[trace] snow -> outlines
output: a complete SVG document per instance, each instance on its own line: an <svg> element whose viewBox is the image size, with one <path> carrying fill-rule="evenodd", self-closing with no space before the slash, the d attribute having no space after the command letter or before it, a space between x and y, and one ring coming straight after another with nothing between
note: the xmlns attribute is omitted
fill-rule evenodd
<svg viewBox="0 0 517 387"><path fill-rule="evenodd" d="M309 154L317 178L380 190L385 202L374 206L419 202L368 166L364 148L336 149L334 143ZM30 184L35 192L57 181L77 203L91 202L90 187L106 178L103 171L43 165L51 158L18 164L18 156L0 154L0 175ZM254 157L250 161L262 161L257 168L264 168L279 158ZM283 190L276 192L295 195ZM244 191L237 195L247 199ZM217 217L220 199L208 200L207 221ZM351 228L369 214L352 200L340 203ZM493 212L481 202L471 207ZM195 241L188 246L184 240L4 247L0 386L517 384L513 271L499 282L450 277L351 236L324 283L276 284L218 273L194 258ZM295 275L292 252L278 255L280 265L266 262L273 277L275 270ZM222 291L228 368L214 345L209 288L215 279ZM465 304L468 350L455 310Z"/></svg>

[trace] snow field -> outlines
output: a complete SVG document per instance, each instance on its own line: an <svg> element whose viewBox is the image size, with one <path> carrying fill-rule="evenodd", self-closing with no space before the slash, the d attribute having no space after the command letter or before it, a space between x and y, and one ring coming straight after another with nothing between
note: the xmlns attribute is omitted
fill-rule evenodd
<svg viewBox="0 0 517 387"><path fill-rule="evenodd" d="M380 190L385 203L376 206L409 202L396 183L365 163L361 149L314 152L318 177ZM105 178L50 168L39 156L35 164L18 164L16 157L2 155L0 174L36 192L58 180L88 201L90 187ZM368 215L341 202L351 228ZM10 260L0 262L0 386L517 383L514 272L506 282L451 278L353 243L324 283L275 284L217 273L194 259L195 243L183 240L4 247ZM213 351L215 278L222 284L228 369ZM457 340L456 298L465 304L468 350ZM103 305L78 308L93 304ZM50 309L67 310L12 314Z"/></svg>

WORK REQUIRED
Transcribe all of the lines above exactly as they appear.

THE SOLUTION
[trace] snow -> outlines
output: a complete SVG document per instance, each instance on its own line: an <svg> element whose viewBox is the image size, with one <path> carrying fill-rule="evenodd", self-closing with no space before the slash, the d attribute having no space after the command letter or before it, a space between x and y, and one ring coming straight after another with nothing between
note: the xmlns attribute is omitted
fill-rule evenodd
<svg viewBox="0 0 517 387"><path fill-rule="evenodd" d="M309 154L317 178L380 190L385 202L374 206L419 202L368 166L364 148L336 149L334 143ZM30 184L35 192L57 181L77 203L91 202L90 187L106 178L103 171L43 165L51 158L18 164L18 156L0 154L0 175ZM254 157L250 161L262 161L257 168L264 168L279 158ZM283 190L276 192L295 195ZM244 191L237 195L247 199ZM217 217L220 199L208 200L207 221ZM351 228L369 214L352 200L340 203ZM493 212L481 202L471 207ZM195 241L188 246L184 240L4 247L0 386L517 384L513 271L499 282L450 277L351 236L324 283L276 284L218 273L194 258ZM295 275L292 252L278 255L280 265L266 262L273 277L275 270ZM222 291L228 368L214 345L209 288L215 279ZM465 304L468 350L455 310Z"/></svg>

[trace] snow field -> outlines
output: a complete SVG document per instance, each instance on its own line: an <svg> element whose viewBox is the image size, with one <path> carrying fill-rule="evenodd", self-closing with no space before the slash, the d attribute having no space after the command letter or before it, a space between x and y, and one ring coming straight after another with nothing between
note: the xmlns attribute is omitted
fill-rule evenodd
<svg viewBox="0 0 517 387"><path fill-rule="evenodd" d="M380 190L385 203L376 206L409 202L396 183L365 163L361 149L314 152L318 177ZM105 178L50 168L39 156L35 164L18 164L16 157L2 155L0 174L36 192L58 180L88 201L90 187ZM368 215L341 202L351 228ZM10 260L0 262L0 386L517 383L514 272L506 282L451 278L353 243L324 283L275 284L217 273L194 259L195 243L183 240L4 247ZM213 351L215 278L222 284L228 369ZM457 340L456 298L465 304L468 350ZM103 305L78 308L93 304ZM50 309L67 310L12 314Z"/></svg>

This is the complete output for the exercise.